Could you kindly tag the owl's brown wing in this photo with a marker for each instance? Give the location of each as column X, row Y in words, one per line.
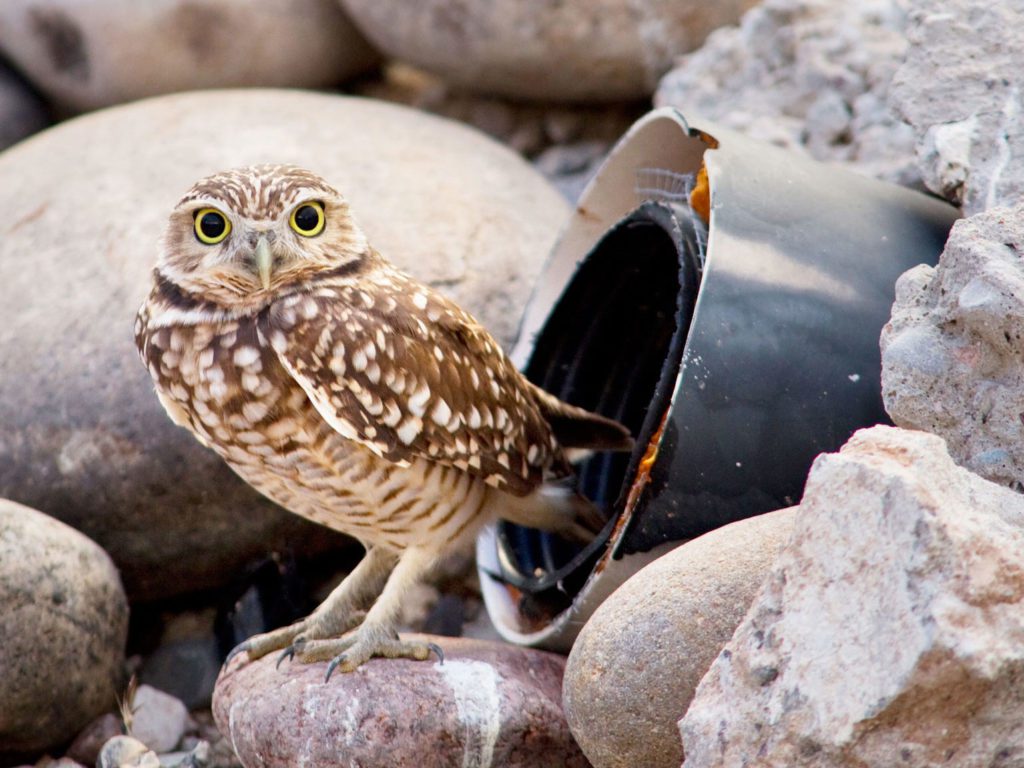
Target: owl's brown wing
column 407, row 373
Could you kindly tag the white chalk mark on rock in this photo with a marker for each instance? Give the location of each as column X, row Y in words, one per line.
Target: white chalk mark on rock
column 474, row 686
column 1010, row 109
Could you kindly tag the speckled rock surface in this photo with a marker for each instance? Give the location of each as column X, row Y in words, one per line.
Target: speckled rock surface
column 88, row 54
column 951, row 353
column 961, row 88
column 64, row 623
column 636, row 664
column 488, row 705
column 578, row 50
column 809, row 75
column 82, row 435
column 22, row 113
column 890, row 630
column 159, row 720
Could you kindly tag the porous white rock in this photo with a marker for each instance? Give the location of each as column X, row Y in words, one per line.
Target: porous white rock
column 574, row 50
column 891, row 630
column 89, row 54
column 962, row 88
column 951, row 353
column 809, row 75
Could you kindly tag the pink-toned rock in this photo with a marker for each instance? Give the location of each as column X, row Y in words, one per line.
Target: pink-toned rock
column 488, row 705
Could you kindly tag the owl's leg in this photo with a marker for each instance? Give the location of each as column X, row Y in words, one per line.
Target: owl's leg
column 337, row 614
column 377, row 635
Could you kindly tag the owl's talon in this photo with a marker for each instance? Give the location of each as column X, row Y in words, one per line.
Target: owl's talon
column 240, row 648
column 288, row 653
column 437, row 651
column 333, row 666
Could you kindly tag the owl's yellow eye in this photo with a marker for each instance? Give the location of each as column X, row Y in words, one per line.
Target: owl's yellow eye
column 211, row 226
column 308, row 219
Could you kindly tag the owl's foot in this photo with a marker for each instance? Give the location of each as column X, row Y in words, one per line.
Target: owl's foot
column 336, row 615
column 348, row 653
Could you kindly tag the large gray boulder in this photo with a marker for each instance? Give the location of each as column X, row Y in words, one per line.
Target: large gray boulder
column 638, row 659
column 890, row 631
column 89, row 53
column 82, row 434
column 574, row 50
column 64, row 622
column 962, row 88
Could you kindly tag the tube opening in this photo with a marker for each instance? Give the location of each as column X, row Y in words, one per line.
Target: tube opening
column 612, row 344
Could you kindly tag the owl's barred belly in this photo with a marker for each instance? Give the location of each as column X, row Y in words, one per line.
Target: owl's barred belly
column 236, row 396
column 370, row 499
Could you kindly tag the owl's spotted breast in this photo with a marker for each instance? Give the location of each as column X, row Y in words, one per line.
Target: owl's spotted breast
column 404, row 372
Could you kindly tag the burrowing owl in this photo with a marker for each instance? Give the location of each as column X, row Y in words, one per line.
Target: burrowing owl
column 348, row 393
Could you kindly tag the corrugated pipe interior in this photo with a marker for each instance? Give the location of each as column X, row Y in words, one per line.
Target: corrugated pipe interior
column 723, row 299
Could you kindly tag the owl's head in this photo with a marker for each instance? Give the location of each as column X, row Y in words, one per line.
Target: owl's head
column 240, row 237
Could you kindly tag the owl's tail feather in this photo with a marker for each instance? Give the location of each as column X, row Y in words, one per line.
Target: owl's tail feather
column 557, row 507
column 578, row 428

- - - -

### WHAT THE EXERCISE ASKS
Copy out the full material exactly. Pictures should not appear in it.

### SOLUTION TO THIS TASK
Could you kindly tag the owl's brown wing in this photo with a marker for each instance? Give the location of each as column X, row Y in words, one per line.
Target: owl's brown wing
column 407, row 373
Could you kindly tag the white chalk mark on rock in this photo with a marker for each instance? Give the location of each as column X, row Y in words, one per line.
Target: white chalk mark on rock
column 474, row 686
column 1010, row 109
Could you kindly tag the speckled rock surface in this photo with a marker for each instance? Give the location of each as column X, row Y in words, one per line.
Target: speckled rock surface
column 88, row 54
column 951, row 353
column 961, row 88
column 64, row 623
column 636, row 664
column 488, row 705
column 578, row 50
column 809, row 75
column 82, row 435
column 22, row 113
column 890, row 630
column 159, row 720
Could you kindly tag the porous white rock in this photo with a marker for each instance? Give the location of each as column X, row Y in words, one per line.
Target: porous white rock
column 574, row 50
column 891, row 630
column 89, row 54
column 962, row 88
column 951, row 353
column 809, row 75
Could you kindly tag the pink-toned rock in this photo with a marker for each instance? Give the location of each as column X, row Y in words, one per line.
Target: pink-toned rock
column 488, row 705
Could you kindly tag the owl's leg in this photo with a marker for each instance? Give the location of each as column X, row Y in words, one per line.
Target: owl's leg
column 337, row 614
column 377, row 635
Could you kindly tag the owl's talon in this photo with a marker for each instance? Give the location of each as column X, row Y in words, one per line.
Target: owl's talon
column 240, row 648
column 288, row 653
column 437, row 651
column 333, row 666
Could you kindly tag the owl's yellow eye in this photo with a marker for each instance? Give the location of each as column X, row Y in words, one per line.
Target: owl's yellow eye
column 211, row 226
column 308, row 219
Could you kindly tag the owl's foot in this photo with a marker for each instance? Give the location of each as column X, row Y in words, one per line.
Target: owl's foot
column 336, row 615
column 348, row 653
Could you kindly tag the large gray boulder in this photo with a marker for each instance? Give the location of each as column X, row Y in words, one per line.
Target: large gray boulder
column 638, row 659
column 890, row 631
column 89, row 53
column 82, row 434
column 574, row 50
column 64, row 622
column 962, row 88
Could you kindly tag the tube opening in this photo with a marker for each instance? Give the location of each as column X, row Y in words, one per line.
Target: tube opening
column 612, row 344
Could you kindly tag the owl's barred belly in this photo with a marker for each instance? Give the location of each as column X, row Y in words, one per line.
Target: owl's barred belly
column 236, row 396
column 370, row 499
Could you kindly tag the owl's spotted breast in this photo with a marker for each instance? Give the location of each as column X, row Y in words, one per line.
Target: owl's spotted breast
column 404, row 372
Could you kindly tag the burrowing owl in this photo with a marker for each instance? Give the location of each as column X, row Y in words, one per line.
Target: burrowing owl
column 348, row 393
Could you kindly tag the corrugated pipe interior in this photo with a marker for each instance? Give the location of each as column X, row Y in words, one per line.
Target: corrugated pipe interior
column 723, row 299
Could you kindly tag the owl's head in this photo with a marker for each instance? Give the location of each as column X, row Y in words, one per line.
Target: owl's head
column 240, row 237
Could you kindly tag the owl's tail feather in this photo with a marker for each instance? Give the location of each as column X, row Y in words, one per line.
Target: owl's tail feather
column 557, row 507
column 578, row 428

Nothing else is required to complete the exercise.